# TASKS TO CARRY OUT
1. Answer these questions from the post on Eswatini:
(a) What career did the high school student plan to pursue?
(b) What is the age of majority in Eswatini?
(c) Which of the king's wives did the girl become?
2. Print the section of the post on Eswatini from "As bad as things" to "if he tried.".

From Sunday to Tuesday I was down and out with a stomach upset. In between lying in bed groaning and making many many trips to the bathroom, I was reading a book about the African nation formerly known as Swaziland, renamed Eswatini a few years ago.
Now, I do not wish to get into a political discussion on here but due to some current events a lot of Americans right now are very concerned about political officials’ corruption and abuse of power. But I’m here to remind you that there are parts of the world where things can be a lot worse, and there’s a missing persons element to the story as well.
Twentyish years ago, an 18-year-old Swazi high school student didn’t return home from school one day. She’d been about to take her A levels (the university entrance/placement exams in the British education system; Eswatini is a former British colony) and planned to go to university and eventually become a lawyer. But then she was gone.
It turned out the king had decided he had a liking to her, and wanted to marry her. His way of proposing was to have some of his palace guards (goons) kidnap the girl off the street, force her into a vehicle and drive her to the royal compound.
Days passed before her family found out where she was and what had happened.
The girl’s mother (a single parent, dad had died) was extremely upset by this, as you might imagine, especially because her daughter was a minor (21 is the age of majority there) and the king had acted without consent from either mother or daughter. She actually went to the courts to try to get her child back, but the case didn’t go anywhere, because in Swaziland/Eswatini the king’s word is law. He’s an absolute monarch.
The kidnapping did not come out of nowhere. The king had previously expressed his interest in the girl, who did NOT want to marry this lout and be condemned to a life of (as the book I was reading put it) “luxurious tedium”. She and her mom contemplated leaving the country to avoid something like what wound up happening, but decided to stay after finding out that, per Swazi tradition, the king cannot marry a woman who’s a twin. This girl was a twin; she had a twin brother. So she thought: Whew, I’m safe.
Well, it turns out Swazi tradition is whatever the king says it is. And if he decides Swazi tradition will make an exception in this case, it will. Hence, the abduction and forced marriage. The eighteen-year-old Swazi girl became his tenth wife, all her career and education dreams gone.
I want to emphasize that this occurred in like 2001 or 2002. The same century in which we live now. It sounds straight-up medieval.
As bad as things have gotten here with corruption and abuses of power… I can walk safe in the street knowing no U.S. president will ever have his goons kidnap me and force me into marriage, and no U.S. court would ever let the president do it if he tried.

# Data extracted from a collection
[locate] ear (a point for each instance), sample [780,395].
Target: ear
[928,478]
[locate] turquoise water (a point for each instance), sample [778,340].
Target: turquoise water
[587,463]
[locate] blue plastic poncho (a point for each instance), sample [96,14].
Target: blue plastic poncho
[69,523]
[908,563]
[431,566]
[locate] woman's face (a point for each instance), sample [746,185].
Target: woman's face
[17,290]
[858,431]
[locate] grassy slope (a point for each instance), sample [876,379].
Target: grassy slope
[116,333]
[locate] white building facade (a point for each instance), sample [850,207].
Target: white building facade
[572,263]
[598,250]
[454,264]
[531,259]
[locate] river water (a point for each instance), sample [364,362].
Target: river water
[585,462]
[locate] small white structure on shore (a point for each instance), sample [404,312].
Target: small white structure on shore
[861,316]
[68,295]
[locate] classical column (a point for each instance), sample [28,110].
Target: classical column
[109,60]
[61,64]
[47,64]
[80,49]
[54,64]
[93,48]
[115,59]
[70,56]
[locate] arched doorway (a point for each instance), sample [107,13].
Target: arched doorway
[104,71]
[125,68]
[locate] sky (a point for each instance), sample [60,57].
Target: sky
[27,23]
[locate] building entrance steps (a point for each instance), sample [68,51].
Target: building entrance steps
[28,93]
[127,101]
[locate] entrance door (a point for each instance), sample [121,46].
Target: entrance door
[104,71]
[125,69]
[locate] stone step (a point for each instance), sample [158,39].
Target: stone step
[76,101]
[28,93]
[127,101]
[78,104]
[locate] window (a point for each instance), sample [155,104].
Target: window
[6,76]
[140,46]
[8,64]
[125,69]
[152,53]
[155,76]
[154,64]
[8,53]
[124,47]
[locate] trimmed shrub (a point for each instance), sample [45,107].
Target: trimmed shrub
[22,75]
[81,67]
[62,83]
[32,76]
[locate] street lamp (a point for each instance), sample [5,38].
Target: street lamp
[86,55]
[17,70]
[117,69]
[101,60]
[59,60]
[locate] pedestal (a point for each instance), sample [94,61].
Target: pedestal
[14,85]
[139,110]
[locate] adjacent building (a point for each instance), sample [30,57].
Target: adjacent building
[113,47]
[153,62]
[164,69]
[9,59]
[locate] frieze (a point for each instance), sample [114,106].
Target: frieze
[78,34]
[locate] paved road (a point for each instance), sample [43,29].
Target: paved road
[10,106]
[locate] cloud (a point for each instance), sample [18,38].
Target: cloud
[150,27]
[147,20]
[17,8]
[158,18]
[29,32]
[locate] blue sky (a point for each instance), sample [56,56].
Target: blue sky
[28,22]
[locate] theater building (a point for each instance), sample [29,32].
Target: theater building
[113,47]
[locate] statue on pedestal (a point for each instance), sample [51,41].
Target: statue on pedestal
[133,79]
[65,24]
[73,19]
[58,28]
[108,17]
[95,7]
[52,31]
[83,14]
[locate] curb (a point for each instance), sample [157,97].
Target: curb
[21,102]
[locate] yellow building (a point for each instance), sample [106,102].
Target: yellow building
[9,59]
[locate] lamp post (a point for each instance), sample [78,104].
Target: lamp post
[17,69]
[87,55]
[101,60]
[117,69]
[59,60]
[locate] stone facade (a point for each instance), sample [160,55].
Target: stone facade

# EXERCISE RESPONSES
1.
(a) Lawyer
(b) 21
(c) His tenth wife

2.
As bad as things have gotten here with corruption and abuses of power… I can walk safe in the street knowing no U.S. president will ever have his goons kidnap me and force me into marriage, and no U.S. court would ever let the president do it if he tried.